Stored dataset items:
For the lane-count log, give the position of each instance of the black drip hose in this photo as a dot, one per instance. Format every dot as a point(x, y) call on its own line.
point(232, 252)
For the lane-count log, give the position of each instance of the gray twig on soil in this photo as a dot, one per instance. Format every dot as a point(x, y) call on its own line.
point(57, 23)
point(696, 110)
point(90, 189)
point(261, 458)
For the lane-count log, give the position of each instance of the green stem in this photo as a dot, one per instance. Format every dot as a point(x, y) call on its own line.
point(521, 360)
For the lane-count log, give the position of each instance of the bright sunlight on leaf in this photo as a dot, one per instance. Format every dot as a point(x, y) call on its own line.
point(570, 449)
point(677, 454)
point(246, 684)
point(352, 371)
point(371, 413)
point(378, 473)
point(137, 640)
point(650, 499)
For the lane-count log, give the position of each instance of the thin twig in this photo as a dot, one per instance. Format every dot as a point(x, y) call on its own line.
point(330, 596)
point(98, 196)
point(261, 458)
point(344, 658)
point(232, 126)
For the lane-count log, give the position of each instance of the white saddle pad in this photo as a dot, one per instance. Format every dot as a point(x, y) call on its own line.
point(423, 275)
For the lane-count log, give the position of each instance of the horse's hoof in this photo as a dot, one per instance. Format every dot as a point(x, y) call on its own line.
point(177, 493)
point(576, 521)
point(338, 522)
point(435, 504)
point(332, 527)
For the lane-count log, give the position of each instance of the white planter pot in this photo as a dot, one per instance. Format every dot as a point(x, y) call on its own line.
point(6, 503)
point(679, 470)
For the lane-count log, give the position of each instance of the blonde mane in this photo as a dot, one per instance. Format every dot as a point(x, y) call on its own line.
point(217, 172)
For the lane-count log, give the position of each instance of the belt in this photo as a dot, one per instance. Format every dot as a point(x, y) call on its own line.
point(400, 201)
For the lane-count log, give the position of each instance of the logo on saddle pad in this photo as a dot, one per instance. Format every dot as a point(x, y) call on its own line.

# [Job]
Copy out the rows from the line with "of the bright" through the line with "point(423, 275)", requests included, and scale every point coordinate in them by 0.35, rounding to whole numbers with halves going up.

# [Final result]
For the lane-count log, give the position of each instance of the bright sunlight on leaf in this photo as a dot, one per instance. Format every dot as a point(x, y) call on its own line.
point(200, 157)
point(237, 159)
point(86, 239)
point(123, 130)
point(130, 145)
point(132, 166)
point(48, 224)
point(228, 175)
For the lane-count log, give the position of each instance of the thin twig in this photo as a dot, one per instance. Format every dot as a point(x, y) call on its own line.
point(116, 209)
point(34, 69)
point(91, 160)
point(120, 230)
point(81, 44)
For the lane-count log, give the position of each instance of the white saddle pad in this photo as a dot, one per instance. Format every dot as a point(x, y) call on its own line.
point(148, 96)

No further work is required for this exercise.